What is being asked: Scale the rows from the line containing "Guideline: one keypoint for each instance of the parked" down to the end, repeating every line including the requests. Multiply each answer keypoint coordinate by 1.95 and round it to a whole number, rounding halves up, while leaving the requests and their format samples unchanged.

Provided information:
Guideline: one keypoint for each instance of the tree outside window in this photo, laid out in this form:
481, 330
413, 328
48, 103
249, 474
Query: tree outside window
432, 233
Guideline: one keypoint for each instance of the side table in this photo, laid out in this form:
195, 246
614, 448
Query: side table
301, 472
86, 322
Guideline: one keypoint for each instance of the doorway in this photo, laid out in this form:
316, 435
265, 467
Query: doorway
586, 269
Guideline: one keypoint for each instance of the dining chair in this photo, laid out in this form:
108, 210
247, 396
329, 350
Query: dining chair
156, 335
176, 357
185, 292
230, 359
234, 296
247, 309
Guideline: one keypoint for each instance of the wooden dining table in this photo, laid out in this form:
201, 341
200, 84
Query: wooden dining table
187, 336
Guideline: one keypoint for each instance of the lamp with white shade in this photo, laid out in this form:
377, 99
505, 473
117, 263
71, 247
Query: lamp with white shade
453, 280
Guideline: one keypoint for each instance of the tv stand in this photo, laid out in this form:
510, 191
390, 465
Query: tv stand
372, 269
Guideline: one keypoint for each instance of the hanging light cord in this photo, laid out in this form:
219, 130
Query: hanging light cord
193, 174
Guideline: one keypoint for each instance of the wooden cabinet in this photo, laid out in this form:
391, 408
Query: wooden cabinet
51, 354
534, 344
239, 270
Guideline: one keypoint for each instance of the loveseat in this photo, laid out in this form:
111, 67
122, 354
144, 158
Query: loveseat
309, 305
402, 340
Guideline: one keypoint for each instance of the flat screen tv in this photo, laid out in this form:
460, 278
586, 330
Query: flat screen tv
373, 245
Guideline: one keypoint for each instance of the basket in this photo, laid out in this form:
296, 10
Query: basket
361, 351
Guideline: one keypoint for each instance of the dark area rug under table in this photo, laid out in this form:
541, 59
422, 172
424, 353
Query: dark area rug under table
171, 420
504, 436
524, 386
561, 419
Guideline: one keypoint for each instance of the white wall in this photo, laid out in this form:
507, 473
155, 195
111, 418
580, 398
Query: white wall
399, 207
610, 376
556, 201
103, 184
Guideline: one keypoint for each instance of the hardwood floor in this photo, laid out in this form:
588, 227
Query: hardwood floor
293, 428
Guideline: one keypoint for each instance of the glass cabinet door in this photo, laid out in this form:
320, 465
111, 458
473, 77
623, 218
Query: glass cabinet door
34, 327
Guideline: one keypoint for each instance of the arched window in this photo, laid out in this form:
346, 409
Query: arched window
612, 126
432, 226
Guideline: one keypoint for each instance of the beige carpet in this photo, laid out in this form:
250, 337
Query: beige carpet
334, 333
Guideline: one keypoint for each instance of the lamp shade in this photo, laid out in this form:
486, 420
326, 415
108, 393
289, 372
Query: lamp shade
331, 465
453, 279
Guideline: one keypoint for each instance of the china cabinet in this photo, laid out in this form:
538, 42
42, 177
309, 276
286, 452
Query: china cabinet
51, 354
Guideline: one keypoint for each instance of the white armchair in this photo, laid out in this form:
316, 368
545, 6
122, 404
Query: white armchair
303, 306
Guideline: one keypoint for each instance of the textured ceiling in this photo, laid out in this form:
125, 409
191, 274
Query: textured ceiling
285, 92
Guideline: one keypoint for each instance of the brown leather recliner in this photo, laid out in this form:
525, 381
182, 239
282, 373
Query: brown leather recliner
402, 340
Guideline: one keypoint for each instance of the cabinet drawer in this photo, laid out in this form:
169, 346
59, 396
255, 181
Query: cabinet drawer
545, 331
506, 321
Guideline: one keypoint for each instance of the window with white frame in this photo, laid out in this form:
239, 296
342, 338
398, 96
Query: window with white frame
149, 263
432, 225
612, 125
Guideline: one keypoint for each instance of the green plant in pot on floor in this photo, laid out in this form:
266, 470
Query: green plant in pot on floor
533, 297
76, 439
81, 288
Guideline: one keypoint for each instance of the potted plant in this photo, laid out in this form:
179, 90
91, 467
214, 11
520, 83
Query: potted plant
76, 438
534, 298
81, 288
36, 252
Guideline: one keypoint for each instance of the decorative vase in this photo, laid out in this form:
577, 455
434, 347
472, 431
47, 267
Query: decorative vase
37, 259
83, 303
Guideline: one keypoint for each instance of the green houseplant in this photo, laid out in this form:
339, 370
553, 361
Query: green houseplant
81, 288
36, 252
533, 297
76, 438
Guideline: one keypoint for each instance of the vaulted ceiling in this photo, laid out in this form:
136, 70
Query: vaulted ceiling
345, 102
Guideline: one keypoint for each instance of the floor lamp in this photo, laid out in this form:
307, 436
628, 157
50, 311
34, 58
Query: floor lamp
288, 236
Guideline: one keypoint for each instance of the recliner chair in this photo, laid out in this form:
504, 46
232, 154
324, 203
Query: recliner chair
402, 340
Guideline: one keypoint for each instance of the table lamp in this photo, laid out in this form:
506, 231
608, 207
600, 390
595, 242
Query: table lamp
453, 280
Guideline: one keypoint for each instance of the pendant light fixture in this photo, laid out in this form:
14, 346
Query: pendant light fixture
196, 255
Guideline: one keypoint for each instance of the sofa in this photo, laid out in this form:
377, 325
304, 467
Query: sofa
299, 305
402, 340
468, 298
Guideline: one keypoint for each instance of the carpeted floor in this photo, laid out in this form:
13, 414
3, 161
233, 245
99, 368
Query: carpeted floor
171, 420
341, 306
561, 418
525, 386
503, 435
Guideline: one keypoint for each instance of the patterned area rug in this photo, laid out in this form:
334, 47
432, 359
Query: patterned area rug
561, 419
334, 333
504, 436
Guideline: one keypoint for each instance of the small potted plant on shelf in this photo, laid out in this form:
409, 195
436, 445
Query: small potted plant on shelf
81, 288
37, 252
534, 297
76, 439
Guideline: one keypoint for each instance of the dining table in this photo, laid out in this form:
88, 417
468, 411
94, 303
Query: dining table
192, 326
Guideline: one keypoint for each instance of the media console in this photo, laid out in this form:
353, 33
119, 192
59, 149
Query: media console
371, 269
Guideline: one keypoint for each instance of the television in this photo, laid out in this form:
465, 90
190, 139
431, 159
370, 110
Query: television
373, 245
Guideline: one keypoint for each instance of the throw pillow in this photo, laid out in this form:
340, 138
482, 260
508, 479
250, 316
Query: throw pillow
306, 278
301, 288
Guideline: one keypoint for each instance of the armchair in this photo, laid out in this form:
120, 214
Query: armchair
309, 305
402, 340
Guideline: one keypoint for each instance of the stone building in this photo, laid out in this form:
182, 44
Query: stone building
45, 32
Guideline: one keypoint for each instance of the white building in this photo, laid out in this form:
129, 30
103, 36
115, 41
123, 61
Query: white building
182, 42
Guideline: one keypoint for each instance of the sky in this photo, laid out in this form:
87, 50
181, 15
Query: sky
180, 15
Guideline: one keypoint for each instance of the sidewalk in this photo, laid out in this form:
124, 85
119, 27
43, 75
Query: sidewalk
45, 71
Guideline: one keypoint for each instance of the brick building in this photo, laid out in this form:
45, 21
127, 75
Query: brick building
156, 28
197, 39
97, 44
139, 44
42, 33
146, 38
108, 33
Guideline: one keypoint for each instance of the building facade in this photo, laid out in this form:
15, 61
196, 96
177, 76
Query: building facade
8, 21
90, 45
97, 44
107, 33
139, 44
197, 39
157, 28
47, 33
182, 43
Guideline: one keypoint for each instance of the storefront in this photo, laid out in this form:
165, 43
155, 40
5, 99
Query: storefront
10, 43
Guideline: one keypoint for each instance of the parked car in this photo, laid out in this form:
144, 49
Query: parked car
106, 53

Task response:
Guideline: one keypoint for each instance of the parked car in this photo, laid out in this form:
144, 49
Query: parked car
207, 103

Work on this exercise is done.